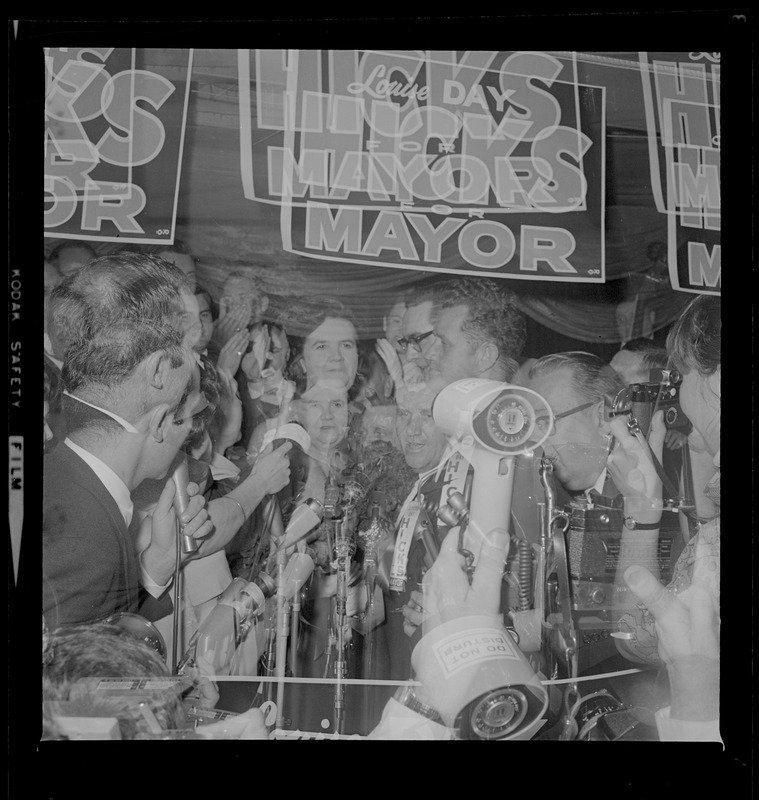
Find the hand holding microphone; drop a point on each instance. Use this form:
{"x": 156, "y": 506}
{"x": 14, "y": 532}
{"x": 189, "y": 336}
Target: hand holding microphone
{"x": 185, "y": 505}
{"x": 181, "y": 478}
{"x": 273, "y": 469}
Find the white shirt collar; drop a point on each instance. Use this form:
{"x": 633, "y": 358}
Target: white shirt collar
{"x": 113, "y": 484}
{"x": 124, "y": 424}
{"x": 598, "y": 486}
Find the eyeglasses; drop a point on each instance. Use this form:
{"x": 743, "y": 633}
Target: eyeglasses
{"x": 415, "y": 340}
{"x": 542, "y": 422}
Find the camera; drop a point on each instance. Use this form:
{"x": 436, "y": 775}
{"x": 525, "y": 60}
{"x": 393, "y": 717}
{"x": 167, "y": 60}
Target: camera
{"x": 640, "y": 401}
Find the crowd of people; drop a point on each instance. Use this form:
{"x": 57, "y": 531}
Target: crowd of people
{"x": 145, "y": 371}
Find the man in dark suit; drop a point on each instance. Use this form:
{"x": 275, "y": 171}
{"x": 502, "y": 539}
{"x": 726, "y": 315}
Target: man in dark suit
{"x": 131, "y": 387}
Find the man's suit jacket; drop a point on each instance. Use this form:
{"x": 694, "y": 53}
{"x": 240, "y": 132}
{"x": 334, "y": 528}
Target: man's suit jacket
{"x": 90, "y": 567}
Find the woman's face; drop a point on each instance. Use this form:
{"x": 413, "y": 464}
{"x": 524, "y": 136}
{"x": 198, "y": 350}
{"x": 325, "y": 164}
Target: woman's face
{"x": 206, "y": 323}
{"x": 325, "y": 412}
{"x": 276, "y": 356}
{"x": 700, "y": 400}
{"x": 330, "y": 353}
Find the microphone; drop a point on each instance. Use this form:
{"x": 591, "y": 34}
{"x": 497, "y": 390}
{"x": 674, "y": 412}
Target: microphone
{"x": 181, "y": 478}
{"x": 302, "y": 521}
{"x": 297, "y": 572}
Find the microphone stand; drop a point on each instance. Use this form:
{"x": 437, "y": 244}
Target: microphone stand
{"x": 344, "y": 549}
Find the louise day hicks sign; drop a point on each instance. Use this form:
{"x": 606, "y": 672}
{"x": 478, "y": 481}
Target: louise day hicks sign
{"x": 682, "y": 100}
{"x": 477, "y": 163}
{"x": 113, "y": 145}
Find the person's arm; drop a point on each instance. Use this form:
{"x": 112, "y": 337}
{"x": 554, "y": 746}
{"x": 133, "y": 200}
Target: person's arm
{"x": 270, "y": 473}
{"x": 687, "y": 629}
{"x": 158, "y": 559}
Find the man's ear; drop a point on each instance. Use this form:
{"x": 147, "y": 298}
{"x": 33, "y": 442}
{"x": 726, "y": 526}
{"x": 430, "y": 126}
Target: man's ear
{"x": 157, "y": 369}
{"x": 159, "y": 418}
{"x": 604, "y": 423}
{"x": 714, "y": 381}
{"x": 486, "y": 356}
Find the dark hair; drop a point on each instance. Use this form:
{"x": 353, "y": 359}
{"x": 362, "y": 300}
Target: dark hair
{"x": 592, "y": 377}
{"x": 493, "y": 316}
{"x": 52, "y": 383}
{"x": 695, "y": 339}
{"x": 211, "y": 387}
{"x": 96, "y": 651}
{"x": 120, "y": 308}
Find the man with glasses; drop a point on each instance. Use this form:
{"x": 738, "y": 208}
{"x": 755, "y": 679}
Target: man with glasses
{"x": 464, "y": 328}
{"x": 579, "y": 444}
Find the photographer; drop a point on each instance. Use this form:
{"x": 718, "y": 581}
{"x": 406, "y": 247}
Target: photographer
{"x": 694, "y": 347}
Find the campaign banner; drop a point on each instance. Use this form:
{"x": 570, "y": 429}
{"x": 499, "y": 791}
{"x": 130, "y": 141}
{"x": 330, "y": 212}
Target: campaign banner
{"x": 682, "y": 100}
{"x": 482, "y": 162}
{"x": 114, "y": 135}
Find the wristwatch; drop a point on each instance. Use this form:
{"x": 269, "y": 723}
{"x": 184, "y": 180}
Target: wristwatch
-*-
> What you have to do:
In the data above, how many lines hold the string "wristwatch"? Give the number by itself.

> Solved problem:
2